Copy every one of the following lines word for word, in the same order.

━━━━━ Data for the task ━━━━━

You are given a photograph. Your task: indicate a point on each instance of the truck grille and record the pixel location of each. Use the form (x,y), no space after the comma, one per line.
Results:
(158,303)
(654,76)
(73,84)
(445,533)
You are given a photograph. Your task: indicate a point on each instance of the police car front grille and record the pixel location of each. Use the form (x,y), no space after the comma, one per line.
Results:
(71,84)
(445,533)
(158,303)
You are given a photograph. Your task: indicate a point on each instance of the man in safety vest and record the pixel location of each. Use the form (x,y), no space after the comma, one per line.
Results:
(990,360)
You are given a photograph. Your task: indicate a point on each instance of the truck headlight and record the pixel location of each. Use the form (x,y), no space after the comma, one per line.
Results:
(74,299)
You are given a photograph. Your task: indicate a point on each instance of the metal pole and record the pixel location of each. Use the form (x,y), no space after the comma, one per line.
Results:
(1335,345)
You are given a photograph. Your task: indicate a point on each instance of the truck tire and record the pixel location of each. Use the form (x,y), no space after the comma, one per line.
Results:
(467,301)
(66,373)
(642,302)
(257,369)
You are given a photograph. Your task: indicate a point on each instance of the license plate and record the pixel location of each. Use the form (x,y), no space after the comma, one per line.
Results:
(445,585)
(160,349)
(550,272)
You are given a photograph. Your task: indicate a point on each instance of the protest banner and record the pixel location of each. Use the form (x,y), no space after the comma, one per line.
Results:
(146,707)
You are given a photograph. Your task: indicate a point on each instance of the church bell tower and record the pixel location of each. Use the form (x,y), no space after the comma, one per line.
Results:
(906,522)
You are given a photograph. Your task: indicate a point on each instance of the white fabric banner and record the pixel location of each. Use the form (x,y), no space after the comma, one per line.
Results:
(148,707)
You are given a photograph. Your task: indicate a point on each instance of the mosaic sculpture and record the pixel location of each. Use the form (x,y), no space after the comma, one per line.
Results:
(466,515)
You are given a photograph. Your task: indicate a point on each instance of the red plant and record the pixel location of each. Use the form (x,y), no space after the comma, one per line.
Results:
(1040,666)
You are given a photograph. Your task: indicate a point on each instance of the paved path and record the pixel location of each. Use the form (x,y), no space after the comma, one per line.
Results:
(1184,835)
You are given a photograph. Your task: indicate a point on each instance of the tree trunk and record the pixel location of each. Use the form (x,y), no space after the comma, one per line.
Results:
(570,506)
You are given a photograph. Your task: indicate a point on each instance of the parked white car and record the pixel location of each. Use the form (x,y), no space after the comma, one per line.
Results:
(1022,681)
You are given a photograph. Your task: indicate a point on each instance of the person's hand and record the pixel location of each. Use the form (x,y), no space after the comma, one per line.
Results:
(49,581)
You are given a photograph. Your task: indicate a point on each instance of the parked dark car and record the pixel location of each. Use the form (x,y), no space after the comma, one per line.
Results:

━━━━━

Task result »
You are given a photograph. Your task: indicate a point on each instance of the truck grille and record the pixel location of each. Use the form (x,y), no space after the comma, one per line.
Results:
(158,303)
(654,76)
(73,84)
(445,533)
You are given a photograph. Your task: indicate a point on each instance of the police car front grille and record the pixel location of each. Use the form (x,y), no space after the comma, one per line.
Results:
(71,84)
(445,533)
(158,303)
You are given a photograph. Your task: indicate a point on each instance of the man in safety vest and record the pixel location of each. Use the form (x,y), no space after the comma, one per line.
Results:
(990,360)
You are given a photograph. Your task: indicate a point on each instance of the truck headlight and record the pixel location of each. Use the form (x,y), no space after the comma, one per line.
Results:
(74,299)
You are given a photograph. Your task: indicate a point on each instance of the metal pole and record the pixel location of each. Use the form (x,y), no space after the comma, one per line.
Results:
(1335,345)
You are given a photograph. Your task: indicate a point on each instance of the truck tire and record the pixel location of each. Use the form (x,y), no space after the comma, one per line.
Results:
(467,301)
(66,373)
(642,302)
(257,369)
You are given a photograph. Your task: indicate a point on each instance of the license plate and record the pixel location of each. Use the form (x,y), no space after the comma, one per line.
Results:
(445,585)
(160,349)
(550,272)
You are given a photograph. Your task: indicate a point on each instance of the protest banner and record the pixel location of each. Use the form (x,y), no space after the comma, one per line.
Results:
(146,707)
You are given a photograph. Your task: indicate a point on each instance of the church bell tower and record the pixel location of each. Use the form (x,y), no space after the comma, one per line.
Results:
(906,522)
You are given a photograph. Your task: indicate a point on each instance of the white fabric banner and record the pixel location of each. Use the form (x,y), no space after the comma, one per line.
Results:
(148,707)
You are given a photograph. Your task: indicate a point on each instance of the mosaic sculpture and record the pixel location of each. Use the form (x,y), no space after the comma, one per line.
Results:
(466,515)
You are given a photograph. Your task: indicate a point on each instance of the red plant and record the pixel location of each. Use the form (x,y), no space after the comma, one per line.
Results:
(1040,666)
You are given a photograph. Your task: indicate a point on each instance of the paved path and record the pixel location of each. Use the form (x,y), no space after the comma, one per line.
Results:
(1184,835)
You are given a photograph. Your task: indicate a point on each instance of the tree trunk and record the pixel location of each. Use the form (x,y), no space after the comma, one per line.
Results:
(570,506)
You are given a photograph. Your task: indicate a point on each instance of the parked white car and record the pixel location of each. Use the form (x,y), no space after the comma, one per line.
Results:
(1022,681)
You are given a photograph. Your task: indicate a point on each instance of the person's hand and record the pixel location of each. Use the form (x,y), no space after the comma, one per line.
Results:
(49,581)
You are given a photograph. Your task: indicate a point on each instance of the parked dark car and record the pixel location of each. Use the form (x,y), no space after the comma, one per line.
Results:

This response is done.